── DATA SECTION ──

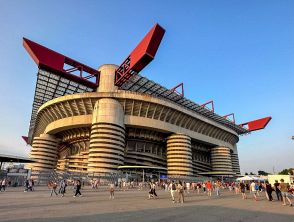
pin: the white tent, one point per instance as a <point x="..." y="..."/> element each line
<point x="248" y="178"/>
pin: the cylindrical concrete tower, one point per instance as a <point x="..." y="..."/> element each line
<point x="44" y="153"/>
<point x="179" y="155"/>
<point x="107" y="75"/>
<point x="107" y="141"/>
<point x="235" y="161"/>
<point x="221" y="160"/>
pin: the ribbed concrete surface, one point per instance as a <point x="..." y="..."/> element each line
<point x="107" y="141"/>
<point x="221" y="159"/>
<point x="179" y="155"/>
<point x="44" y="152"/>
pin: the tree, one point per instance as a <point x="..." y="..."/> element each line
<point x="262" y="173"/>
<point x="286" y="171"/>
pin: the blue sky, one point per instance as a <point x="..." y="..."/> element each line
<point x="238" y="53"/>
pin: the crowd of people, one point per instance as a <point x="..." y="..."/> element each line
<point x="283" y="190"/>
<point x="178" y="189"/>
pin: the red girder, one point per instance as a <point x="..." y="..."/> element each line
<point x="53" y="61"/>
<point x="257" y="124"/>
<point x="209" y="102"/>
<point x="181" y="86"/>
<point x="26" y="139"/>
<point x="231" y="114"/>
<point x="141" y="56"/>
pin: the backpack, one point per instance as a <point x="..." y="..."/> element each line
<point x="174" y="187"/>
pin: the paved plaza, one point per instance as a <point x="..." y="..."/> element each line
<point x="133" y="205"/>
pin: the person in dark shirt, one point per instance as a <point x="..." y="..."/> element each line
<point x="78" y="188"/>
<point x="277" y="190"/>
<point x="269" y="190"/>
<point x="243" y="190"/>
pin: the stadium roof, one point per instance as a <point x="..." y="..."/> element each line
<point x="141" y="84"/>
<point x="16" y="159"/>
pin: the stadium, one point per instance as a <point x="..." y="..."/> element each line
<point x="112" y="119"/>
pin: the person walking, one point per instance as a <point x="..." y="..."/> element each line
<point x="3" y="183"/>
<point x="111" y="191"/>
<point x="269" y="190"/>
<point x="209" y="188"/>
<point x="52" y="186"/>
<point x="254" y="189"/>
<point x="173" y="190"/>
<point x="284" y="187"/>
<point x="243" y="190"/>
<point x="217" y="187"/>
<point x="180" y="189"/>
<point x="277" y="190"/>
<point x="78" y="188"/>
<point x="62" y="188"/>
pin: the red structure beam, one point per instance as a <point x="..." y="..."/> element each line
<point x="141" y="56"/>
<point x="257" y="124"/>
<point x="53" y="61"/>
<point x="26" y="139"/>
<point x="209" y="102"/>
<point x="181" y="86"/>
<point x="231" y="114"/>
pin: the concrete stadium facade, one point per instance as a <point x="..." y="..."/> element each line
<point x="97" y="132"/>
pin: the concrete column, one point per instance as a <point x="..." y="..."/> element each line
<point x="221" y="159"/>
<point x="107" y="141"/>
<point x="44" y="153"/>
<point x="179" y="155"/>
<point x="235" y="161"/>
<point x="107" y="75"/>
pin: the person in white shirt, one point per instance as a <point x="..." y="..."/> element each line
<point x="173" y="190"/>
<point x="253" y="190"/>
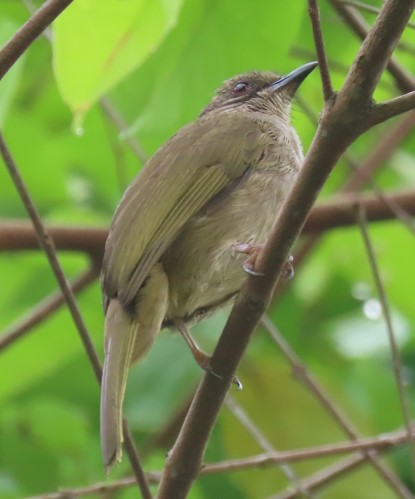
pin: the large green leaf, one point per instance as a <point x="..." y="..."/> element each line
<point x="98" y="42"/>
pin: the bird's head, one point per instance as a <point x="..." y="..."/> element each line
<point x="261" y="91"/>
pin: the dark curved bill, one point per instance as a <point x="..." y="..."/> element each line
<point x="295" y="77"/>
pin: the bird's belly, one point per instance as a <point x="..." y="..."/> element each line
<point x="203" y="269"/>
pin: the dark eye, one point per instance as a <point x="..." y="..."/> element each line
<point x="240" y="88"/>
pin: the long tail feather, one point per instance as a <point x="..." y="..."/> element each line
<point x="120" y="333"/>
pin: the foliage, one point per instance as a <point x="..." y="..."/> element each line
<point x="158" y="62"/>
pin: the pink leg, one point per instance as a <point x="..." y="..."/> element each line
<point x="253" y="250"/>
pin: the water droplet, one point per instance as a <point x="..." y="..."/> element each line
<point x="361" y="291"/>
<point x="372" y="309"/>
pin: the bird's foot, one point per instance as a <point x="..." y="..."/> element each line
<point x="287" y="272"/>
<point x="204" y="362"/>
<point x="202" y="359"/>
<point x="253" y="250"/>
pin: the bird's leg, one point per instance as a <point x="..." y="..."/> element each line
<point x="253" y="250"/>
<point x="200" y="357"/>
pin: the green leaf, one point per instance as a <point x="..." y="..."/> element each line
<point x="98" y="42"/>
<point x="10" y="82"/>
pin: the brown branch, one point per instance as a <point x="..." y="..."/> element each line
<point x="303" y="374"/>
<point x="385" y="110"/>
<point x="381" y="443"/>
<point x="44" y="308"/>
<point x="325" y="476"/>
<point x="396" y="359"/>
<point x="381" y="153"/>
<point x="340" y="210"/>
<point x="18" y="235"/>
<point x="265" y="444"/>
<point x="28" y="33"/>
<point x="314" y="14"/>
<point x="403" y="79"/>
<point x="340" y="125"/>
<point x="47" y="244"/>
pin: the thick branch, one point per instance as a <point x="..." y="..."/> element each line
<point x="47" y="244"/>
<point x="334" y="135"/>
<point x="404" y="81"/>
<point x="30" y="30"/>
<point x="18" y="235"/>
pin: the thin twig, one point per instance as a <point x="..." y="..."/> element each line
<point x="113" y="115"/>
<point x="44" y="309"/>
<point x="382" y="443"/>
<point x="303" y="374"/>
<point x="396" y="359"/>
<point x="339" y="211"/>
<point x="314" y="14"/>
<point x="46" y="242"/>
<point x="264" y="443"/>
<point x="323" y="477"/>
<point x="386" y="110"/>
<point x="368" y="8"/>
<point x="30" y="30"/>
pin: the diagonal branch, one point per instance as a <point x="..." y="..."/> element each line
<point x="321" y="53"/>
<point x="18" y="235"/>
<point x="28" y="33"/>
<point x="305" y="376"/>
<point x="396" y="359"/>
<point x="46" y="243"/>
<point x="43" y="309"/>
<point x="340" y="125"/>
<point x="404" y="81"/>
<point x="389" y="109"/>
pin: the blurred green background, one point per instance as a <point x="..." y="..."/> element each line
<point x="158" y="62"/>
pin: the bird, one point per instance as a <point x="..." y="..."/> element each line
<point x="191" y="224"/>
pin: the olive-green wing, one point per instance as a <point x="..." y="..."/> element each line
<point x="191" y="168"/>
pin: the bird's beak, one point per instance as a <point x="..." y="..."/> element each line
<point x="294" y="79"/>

───
── DATA SECTION ──

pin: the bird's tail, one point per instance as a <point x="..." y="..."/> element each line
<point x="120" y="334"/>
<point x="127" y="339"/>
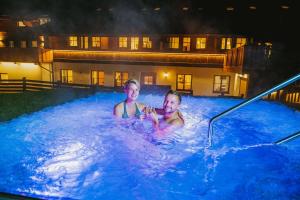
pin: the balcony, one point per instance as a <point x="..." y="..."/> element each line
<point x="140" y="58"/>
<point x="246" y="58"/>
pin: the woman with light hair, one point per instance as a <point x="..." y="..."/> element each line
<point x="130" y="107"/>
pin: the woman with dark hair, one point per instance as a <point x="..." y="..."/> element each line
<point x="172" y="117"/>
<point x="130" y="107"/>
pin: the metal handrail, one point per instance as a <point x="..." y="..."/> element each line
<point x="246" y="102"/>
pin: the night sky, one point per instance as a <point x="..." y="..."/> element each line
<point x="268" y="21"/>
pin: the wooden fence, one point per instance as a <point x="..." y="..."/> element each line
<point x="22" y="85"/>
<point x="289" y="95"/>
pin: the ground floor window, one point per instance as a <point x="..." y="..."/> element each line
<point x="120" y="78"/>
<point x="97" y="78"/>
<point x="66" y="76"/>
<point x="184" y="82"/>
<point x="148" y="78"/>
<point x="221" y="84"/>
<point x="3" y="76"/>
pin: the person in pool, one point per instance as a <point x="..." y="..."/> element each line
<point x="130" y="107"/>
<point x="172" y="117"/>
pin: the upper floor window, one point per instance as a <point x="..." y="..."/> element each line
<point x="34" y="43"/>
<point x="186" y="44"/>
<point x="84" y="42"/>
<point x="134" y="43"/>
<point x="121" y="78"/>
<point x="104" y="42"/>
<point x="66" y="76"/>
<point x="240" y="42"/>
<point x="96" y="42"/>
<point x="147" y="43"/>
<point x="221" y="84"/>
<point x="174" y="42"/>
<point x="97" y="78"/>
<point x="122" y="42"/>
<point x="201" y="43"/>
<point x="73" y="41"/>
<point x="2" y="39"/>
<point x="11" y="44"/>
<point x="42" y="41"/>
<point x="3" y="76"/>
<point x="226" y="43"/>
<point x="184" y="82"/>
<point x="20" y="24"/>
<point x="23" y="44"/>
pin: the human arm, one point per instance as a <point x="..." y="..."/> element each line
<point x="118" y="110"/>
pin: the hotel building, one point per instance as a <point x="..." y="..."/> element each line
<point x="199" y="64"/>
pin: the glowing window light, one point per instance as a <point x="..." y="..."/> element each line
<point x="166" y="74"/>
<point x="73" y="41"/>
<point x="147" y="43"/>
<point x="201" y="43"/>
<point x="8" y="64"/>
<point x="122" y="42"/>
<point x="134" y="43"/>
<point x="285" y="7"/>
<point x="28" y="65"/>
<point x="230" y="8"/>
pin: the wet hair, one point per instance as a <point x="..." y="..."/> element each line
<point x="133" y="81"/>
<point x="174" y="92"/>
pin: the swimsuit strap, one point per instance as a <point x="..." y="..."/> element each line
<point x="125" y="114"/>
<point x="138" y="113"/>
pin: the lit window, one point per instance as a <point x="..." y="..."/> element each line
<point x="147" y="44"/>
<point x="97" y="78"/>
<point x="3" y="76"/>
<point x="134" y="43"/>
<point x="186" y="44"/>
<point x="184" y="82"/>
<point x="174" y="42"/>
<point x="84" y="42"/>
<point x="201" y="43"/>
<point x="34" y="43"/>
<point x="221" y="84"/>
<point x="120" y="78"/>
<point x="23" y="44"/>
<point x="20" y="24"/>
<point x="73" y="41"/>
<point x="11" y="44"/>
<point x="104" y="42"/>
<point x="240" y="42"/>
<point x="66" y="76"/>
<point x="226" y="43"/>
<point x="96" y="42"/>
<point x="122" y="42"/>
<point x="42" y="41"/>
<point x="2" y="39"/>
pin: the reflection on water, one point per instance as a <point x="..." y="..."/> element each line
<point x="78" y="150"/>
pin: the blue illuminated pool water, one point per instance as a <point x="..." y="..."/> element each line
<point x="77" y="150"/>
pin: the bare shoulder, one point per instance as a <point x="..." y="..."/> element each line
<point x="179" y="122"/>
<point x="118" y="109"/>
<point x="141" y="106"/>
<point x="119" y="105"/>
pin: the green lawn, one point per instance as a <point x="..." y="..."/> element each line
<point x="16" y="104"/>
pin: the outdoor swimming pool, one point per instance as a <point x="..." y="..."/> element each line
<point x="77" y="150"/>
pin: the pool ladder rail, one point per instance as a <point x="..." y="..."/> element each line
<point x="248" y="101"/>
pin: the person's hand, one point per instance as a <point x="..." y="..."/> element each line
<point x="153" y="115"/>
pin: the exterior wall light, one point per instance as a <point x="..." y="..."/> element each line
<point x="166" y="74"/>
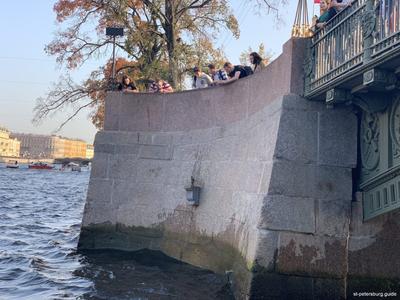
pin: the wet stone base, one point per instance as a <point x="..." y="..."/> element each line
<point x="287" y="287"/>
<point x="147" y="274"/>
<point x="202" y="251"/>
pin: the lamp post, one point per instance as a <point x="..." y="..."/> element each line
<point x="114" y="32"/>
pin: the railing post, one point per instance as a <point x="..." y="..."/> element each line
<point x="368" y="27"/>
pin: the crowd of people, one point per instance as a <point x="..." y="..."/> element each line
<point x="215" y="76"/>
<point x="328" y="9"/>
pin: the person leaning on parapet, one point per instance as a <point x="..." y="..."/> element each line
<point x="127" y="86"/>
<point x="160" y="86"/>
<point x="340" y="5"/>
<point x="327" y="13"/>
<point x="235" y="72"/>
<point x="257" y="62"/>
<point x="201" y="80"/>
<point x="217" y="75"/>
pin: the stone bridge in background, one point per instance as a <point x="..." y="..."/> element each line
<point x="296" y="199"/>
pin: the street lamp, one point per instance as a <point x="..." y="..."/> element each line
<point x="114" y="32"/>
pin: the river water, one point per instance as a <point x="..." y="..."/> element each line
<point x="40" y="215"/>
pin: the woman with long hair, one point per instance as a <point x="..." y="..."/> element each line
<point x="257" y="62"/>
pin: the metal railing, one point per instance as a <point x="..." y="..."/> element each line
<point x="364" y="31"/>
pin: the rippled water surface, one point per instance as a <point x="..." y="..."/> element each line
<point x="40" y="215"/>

───

**INSTRUCTION:**
Which lines of the items above contain the string "lamp"? List each of them in full, and treat case as significant.

**RESPONSE:**
pin: the lamp post, one point per instance as a <point x="..." y="..."/> element each line
pin: the street lamp, one point per instance as a <point x="..." y="..."/> element each line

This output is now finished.